Подхватите текст о романе Симоньян «В Москву!» и допишите продолжение, начиная сразу после его последнего предложения.

» **ТЕКСТ СТРАНИЦЫ**
.....

Это и есть то, к чему мы пришли: от “Духова дня” местного (не в географическом, конечно, смысле) превосходного режиссера Сельянова – к “Юрьеву дню” нахватанного, современного, быстрого, но напрочь лишенного внутренней культуры Серебреникова.
Россия им по большому счету не нужна. Им нужна Москва – единственное место, где таким, как они, можно реализоваться.
Хотела этого Симоньян или нет, но тут она проговорилась. Не зря Тина Канделаки в предисловии к этому роману (второе написал – кто бы вы думали?! – Дубовицкий!) назвала автора армянским словом “кянк” – жизнь. Ведь жизнь – это прежде всего непосредственность. И вопреки идеологическому заданию Симоньян в самом деле написала очень живую книжку – по ней когда-нибудь будут изучать и наше время, и порожденный им психотип.
Гораздо любопытней другое: Симоньян ведь в самом деле талантлива и умна. Наблюдательность ей не изменяет, и если когда-нибудь она напишет не только о быте и нравах русской оппозиции (которую не знает), а о вкусах, поведении и источниках процветания современного идеологического официоза, о бюджетах новой идеологии, об их распиле, о воспитании молодежи и о формировании экспортного образа Раши Тудей – эта книга может оказаться посильнее “Фауста” Гете.
А ведь она напишет. Потому что тщеславие в ней сильнее лояльности – именно поэтому сотрудничество с Растиньяками креативно, плодотворно, но опасно. Они могут быть за вас лишь до определенного времени – в жизни они всегда прежде всего за себя. И по книге “В Москву” это понятно. А поскольку в финале этой книги автор явно озвучивает свою мечту – сбежать вон из Москвы, где по обе стороны баррикад нет ничего человеческого, – у нас есть все основания надеяться, что духовная эволюция Симоньян далеко еще не завершена, и нынешнее место ее работы – не предел. Она ведь не из тех, кто искренне готов довольствоваться каютой хоть и первого класса, да только на “Титанике”.
Так что благодарим за наглядность, напутствуем и ждем-с.
Проза Симоньян, изданная “Популярной литературой”, располагается в современной официозной словесности в центральной, мейнстримной, устраивающей всех части спектра. Здесь нет судорожного эстетизма Натана Дубовицкого, более всего озабоченного двумя несовместимыми вещами: внушить интеллигентному читателю, что он свой, хороший, – и одновременно напомнить ему, что не просто хороший, а лучше всех, и уж по крайней мере сложней и талантливей тех, кто пытается его тут критиковать. Художественный провал книги связан именно с тем, что нельзя заискивать и доминировать одновременно – но это трагедия всех растиньяков, до поры добивающихся места в иерархии, а потом, после первых успехов, отменяющих эту иерархию как таковую, чтобы уже никто не посягнул на их собственный статус. Нет у Симоньян и откровенного гопничества с противоположного поплитовского полюса, нет того сочетания патриотизма с бычней, которое уже стало фирменным знаком российского молодежного официоза. Роман “В Москву!” находится ровно посередке.

.....

[Сохранённые записи]
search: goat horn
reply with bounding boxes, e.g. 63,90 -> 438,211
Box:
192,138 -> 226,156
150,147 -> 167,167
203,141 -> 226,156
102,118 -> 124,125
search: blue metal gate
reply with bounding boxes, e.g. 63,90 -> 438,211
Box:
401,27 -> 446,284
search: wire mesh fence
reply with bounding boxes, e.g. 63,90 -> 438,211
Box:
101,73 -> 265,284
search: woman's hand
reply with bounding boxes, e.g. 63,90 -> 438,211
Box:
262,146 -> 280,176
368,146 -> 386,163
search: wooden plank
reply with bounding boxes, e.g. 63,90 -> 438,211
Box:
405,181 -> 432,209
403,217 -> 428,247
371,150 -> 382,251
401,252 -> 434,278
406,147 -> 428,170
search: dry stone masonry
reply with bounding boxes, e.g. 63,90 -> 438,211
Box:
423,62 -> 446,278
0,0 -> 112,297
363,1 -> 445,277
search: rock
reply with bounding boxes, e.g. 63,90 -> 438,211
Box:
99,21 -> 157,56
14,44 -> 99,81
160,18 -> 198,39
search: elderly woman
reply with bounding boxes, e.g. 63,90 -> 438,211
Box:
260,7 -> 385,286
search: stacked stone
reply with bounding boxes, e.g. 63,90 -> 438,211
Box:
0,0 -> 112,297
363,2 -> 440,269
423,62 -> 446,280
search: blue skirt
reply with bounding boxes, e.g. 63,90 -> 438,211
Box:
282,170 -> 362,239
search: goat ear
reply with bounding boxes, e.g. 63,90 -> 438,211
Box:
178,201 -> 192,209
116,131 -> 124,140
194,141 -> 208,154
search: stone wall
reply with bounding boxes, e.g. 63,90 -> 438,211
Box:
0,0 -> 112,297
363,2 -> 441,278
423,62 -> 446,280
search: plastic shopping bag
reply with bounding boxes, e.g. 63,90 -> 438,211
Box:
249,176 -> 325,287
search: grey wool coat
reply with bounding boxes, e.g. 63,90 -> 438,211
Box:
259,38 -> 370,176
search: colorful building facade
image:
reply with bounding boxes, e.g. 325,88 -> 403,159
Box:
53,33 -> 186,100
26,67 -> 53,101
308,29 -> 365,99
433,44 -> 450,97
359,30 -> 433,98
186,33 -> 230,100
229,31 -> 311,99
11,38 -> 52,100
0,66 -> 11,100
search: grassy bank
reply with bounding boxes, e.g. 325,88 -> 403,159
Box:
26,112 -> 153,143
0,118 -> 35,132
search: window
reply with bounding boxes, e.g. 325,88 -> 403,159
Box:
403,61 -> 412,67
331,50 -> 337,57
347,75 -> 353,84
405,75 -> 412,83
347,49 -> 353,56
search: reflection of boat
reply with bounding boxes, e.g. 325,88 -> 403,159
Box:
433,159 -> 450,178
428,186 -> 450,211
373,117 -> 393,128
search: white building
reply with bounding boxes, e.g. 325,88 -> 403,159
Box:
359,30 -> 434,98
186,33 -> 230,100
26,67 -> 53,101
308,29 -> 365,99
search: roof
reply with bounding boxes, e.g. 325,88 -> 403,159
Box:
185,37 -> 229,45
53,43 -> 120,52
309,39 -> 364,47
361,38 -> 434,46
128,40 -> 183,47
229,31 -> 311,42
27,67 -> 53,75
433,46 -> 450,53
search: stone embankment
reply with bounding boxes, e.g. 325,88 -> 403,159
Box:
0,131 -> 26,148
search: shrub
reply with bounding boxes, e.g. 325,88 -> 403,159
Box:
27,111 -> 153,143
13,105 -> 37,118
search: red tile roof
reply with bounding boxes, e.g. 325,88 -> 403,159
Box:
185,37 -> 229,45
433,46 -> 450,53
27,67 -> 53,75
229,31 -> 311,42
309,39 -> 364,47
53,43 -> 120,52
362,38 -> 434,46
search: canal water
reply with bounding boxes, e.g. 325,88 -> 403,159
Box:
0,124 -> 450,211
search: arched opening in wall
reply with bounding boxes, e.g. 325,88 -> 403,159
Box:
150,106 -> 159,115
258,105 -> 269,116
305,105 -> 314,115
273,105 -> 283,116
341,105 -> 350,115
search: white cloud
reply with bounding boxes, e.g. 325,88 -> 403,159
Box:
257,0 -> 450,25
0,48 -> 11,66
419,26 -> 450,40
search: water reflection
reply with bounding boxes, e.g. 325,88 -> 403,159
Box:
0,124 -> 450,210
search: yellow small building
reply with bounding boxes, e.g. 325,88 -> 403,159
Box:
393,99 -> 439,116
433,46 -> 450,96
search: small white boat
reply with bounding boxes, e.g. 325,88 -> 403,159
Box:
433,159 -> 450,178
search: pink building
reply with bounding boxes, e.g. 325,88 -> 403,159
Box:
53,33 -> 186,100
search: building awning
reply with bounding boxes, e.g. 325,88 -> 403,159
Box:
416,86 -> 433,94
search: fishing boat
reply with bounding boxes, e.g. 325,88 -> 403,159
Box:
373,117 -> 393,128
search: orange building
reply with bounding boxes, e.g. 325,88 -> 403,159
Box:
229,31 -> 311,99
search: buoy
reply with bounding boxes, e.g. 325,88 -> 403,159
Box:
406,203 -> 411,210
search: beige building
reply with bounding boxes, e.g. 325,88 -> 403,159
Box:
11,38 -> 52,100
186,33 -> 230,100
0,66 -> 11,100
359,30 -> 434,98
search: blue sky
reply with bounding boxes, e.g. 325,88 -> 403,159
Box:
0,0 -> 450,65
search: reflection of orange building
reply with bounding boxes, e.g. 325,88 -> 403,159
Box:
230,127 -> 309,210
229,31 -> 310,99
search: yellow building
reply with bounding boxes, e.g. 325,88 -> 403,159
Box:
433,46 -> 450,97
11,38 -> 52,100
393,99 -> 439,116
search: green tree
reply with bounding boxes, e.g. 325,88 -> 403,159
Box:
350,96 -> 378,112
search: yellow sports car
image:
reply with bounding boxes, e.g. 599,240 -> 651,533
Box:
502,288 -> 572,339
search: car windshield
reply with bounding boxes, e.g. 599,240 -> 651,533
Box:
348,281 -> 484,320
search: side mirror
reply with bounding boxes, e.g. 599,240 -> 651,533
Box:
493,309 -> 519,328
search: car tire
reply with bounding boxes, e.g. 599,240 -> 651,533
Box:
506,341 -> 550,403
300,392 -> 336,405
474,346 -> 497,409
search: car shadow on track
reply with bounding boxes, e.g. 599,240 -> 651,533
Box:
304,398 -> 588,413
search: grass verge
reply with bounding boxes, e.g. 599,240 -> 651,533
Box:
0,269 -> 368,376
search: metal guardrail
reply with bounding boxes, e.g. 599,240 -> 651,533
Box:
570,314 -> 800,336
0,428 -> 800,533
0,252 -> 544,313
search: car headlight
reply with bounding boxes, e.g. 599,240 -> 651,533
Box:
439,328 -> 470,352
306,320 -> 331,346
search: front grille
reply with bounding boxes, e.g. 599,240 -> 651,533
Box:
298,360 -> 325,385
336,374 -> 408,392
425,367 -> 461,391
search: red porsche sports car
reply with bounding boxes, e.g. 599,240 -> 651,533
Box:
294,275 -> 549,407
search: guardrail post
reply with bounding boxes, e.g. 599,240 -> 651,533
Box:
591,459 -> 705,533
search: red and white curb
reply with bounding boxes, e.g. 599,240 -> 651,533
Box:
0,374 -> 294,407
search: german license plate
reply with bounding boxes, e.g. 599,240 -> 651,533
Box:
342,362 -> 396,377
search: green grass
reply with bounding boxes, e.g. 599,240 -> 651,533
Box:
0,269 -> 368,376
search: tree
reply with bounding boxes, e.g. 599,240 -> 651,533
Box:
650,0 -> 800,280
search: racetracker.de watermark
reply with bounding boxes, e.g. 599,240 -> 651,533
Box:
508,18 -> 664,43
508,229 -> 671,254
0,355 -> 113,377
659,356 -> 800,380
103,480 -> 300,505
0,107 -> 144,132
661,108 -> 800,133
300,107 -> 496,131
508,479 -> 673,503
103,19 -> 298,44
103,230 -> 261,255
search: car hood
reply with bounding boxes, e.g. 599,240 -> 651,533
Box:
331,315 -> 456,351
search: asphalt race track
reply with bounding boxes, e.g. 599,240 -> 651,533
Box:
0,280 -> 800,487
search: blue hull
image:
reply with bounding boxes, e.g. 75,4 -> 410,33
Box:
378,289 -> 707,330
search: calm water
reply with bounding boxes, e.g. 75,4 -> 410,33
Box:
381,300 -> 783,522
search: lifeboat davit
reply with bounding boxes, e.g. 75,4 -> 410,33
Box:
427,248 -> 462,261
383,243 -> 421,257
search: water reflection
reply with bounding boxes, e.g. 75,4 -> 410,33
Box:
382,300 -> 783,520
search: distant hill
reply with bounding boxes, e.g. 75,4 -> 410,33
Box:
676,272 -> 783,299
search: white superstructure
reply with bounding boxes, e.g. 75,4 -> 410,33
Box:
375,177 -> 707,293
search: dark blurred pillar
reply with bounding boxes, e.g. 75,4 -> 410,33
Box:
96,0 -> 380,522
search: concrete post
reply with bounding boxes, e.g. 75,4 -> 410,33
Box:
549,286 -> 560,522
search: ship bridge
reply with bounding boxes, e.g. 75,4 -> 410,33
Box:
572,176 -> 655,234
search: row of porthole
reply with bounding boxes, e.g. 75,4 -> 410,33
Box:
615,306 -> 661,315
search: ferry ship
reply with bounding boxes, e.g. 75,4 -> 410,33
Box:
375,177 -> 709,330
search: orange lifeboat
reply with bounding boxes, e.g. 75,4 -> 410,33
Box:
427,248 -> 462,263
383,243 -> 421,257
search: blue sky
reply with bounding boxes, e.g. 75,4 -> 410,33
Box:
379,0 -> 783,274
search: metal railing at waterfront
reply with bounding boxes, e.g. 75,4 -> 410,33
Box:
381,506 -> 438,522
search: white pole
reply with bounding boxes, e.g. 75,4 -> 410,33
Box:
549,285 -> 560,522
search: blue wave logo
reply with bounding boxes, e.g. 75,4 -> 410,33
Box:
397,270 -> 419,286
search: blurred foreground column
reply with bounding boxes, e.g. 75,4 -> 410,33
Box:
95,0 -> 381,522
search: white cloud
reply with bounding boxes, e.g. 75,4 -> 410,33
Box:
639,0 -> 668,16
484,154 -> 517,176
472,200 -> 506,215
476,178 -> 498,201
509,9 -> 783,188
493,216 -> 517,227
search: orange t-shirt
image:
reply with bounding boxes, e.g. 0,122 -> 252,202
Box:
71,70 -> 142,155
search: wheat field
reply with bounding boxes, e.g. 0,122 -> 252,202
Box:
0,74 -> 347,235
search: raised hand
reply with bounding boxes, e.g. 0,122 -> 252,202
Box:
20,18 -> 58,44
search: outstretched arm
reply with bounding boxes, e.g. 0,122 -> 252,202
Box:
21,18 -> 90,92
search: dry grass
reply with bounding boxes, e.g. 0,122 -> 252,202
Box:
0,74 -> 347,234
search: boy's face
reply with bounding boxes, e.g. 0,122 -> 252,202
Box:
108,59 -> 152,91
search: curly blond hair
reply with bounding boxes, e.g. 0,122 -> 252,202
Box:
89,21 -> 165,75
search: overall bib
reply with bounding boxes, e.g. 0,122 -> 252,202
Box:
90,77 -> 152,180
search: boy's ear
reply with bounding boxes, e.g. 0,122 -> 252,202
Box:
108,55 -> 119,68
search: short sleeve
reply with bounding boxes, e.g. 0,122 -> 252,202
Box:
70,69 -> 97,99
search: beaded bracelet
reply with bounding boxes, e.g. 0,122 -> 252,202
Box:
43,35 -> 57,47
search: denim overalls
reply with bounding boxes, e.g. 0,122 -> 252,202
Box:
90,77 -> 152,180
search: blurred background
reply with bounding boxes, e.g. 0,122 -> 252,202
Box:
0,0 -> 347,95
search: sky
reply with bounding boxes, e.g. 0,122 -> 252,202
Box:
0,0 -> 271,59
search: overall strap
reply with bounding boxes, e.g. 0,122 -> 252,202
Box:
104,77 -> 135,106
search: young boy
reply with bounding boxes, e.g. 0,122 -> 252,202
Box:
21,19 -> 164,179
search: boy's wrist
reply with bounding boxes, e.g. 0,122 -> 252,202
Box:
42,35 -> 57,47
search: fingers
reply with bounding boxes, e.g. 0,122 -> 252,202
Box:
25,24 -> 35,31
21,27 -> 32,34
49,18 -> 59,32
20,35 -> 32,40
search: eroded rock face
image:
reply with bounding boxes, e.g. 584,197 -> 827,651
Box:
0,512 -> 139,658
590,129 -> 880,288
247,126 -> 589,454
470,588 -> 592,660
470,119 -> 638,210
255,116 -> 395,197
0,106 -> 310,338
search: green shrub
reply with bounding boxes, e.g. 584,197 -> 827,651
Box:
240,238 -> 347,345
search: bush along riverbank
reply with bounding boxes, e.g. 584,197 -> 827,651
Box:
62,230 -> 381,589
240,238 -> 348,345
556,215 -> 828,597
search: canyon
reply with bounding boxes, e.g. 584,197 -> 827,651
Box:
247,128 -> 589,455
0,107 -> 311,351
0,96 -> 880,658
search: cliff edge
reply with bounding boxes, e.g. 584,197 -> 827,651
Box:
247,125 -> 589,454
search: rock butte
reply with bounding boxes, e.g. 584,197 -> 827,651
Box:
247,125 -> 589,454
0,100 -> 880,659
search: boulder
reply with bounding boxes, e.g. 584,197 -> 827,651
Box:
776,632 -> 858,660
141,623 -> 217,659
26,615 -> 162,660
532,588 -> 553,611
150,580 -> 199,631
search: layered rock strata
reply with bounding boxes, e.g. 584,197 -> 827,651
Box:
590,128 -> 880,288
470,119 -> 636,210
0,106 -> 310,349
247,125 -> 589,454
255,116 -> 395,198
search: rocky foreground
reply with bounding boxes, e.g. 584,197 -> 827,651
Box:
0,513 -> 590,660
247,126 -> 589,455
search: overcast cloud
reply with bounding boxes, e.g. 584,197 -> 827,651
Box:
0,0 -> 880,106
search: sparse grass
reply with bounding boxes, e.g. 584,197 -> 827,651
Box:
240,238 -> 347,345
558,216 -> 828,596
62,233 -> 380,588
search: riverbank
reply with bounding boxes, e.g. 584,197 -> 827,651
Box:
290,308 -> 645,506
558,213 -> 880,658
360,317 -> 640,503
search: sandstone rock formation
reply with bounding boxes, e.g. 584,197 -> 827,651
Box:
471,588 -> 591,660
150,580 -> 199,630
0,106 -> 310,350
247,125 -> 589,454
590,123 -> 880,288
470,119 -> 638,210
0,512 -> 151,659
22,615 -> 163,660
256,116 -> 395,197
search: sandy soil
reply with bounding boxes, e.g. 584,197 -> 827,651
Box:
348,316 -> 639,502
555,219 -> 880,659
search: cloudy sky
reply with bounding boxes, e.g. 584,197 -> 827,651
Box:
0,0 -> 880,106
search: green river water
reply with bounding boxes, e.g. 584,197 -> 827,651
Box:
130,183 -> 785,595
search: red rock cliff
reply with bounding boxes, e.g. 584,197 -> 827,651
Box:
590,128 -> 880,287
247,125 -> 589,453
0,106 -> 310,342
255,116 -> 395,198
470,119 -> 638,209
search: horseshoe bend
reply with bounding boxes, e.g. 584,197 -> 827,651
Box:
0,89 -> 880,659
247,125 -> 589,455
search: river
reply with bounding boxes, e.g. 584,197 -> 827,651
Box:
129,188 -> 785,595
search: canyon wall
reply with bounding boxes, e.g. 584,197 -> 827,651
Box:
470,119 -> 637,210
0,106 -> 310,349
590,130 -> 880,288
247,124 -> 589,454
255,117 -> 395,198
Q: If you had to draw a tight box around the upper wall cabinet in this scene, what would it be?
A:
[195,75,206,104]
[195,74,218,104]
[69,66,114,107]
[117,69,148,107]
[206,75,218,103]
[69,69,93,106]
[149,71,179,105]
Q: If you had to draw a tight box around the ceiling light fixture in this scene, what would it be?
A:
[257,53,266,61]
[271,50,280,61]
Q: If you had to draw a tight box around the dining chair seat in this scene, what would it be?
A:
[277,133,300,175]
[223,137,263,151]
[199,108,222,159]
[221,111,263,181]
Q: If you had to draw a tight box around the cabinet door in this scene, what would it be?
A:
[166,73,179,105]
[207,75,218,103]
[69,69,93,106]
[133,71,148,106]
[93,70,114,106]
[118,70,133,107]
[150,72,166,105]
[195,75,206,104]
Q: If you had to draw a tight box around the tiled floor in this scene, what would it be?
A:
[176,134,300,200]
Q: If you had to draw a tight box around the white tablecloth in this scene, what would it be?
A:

.....

» **ОТВЕТ НА ЗАДАНИЕ**
Чего у Симоньян не отнять, так это высшего образования (в том числе американского), обучаемости, культуры письма – словом, того, что можно выдать за интеллигентность при отсутствии этой самой интеллигентности. Именно на примере ее романа это пресловутое качество можно определить апофатически, от противного, потому что культура письма у Симоньян, как сказано выше, есть, а с подлинной культурой – проблемы: она и ее ровесники-единомышленники уже научились казаться, но пока не научились быть (научатся ли – не знаю: для Бога никто не потерян). Не побоюсь сказать, что культура заключается в способности маскировать – а лучше бы побеждать – свои подлинные темные инстинкты. Думаю, это требование универсальное, поскольку темные инстинкты есть у всех, светлых-то почти и не бывает, ангелом не рождается никто – и человеку удается состояться ровно в той степени, в какой он победил свои врожденные данности. Книга Симоньян – как раз торжество самых темных порывов, но упакованных, знамо, не в гламур и не в постмодерн, а в оболочку хорошо написанного романа воспитания.
Неистребимая провинциальность новой российской идеологии и официальной культуры (место рождения тут ни при чем, хотя москвичи действительно в меньшинстве) заключается в крайней небрезгливости людей, желающих вскочить в социальный лифт. Не забудем, что молодая советская литература тоже делалась в основном представителями “южной школы”, принесшими в Москву не только одесское жизнелюбие, жовиальность, яркость сравнений и т. д., но и нешуточный растиньяческий напор. Именно это заставляло даже таких небрезгливых людей, как Брики, и таких снисходительных, как Пастернак, дистанцироваться от катаевского круга. При этом сам Катаев вел себя подчас весьма морально – скажем, до поры помогал Мандельштаму, хотя впоследствии предал Зощенко (в чем искренне перед ним каялся). Сегодняшний виток российской истории – совсем уже узенький, деградантский, а потому и южная школа теперь вот такая.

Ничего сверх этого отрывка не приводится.